→ **AIM**: Rewrite the data below, switching every "Reported" to "Answer" and keeping everything else the same.

→ **DATASET RECORDS**:
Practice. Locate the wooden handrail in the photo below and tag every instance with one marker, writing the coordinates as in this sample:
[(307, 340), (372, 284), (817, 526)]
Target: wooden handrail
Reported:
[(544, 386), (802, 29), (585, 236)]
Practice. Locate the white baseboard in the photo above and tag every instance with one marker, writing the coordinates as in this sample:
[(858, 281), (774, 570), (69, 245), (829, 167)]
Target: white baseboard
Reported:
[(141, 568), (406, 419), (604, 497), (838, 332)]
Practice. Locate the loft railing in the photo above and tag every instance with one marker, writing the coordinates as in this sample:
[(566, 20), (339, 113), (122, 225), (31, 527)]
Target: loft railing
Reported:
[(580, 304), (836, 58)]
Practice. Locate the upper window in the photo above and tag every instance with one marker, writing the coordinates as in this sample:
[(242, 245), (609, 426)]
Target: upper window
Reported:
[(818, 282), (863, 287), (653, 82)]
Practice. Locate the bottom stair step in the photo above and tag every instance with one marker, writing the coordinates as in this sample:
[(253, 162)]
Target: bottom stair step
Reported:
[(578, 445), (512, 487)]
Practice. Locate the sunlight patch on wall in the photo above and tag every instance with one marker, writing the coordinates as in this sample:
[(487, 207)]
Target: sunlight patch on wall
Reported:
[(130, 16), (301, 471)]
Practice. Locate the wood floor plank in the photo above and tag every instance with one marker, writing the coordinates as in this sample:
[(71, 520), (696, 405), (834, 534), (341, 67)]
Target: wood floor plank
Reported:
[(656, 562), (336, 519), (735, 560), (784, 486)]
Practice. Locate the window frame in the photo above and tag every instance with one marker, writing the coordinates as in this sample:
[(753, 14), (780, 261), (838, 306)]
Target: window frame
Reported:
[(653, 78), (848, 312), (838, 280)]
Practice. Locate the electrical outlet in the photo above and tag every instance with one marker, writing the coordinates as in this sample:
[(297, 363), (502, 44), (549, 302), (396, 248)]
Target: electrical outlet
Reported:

→ **SOLUTION**:
Practice. Locate the wooden handrail in the photo below and tag every instance with one marker, writing the coordinates as in this sample:
[(307, 340), (372, 284), (817, 526)]
Target: wooden handrail
Answer:
[(544, 386), (802, 29), (585, 236)]
Practice. Locate the white baseboard in the photo above and tag every instance with one marker, writing the coordinates as in this sample:
[(858, 281), (774, 570), (69, 245), (829, 167)]
Target: white baseboard
Answer:
[(141, 568), (406, 419), (604, 497), (838, 332)]
Practice. Locate the loft railing in the photo above and tag every instance with one marker, writing the coordinates as in this sample:
[(566, 20), (339, 113), (122, 225), (31, 527)]
Target: loft railing
Answer:
[(580, 304), (836, 58)]
Practice. Locate the upper window in the photo above and tag every instance with one marker, writing the coordinates as in this sample:
[(242, 245), (609, 426)]
Target: upper window
Answer:
[(818, 282), (863, 287), (653, 82)]
Practice. Locate the bottom stair step in the photo above and tag every instance with one marker, writing the coordinates as in this sample:
[(253, 162)]
Target: bottom stair step
Answer:
[(578, 445), (512, 487)]
Practice. Locate the sunlight patch on wall in the photo above and tag every instance with one marker, writing the coordinates as in this sample:
[(487, 207)]
Target: sunlight patch on wall
Answer:
[(130, 16), (301, 471)]
Practice. Locate the wood floor plank in the photo above and tag every instance with one marker, writing the coordinates as in this sample:
[(71, 520), (696, 405), (834, 534), (341, 67)]
Target: wood floor plank
Answer:
[(656, 562), (336, 519), (735, 560), (784, 486)]
Practice. Locate the window frame in the photo above and tag every instance with one marker, writing the coordinates as in this sample:
[(753, 14), (780, 261), (838, 306)]
Target: window frame
Answer:
[(653, 78), (848, 312), (838, 280)]
Practice. Locate the electrical outlet in the photo above and tag every instance with one marker, writing the coordinates as in this sample:
[(297, 363), (502, 44), (549, 302), (396, 248)]
Target: electrical outlet
Answer:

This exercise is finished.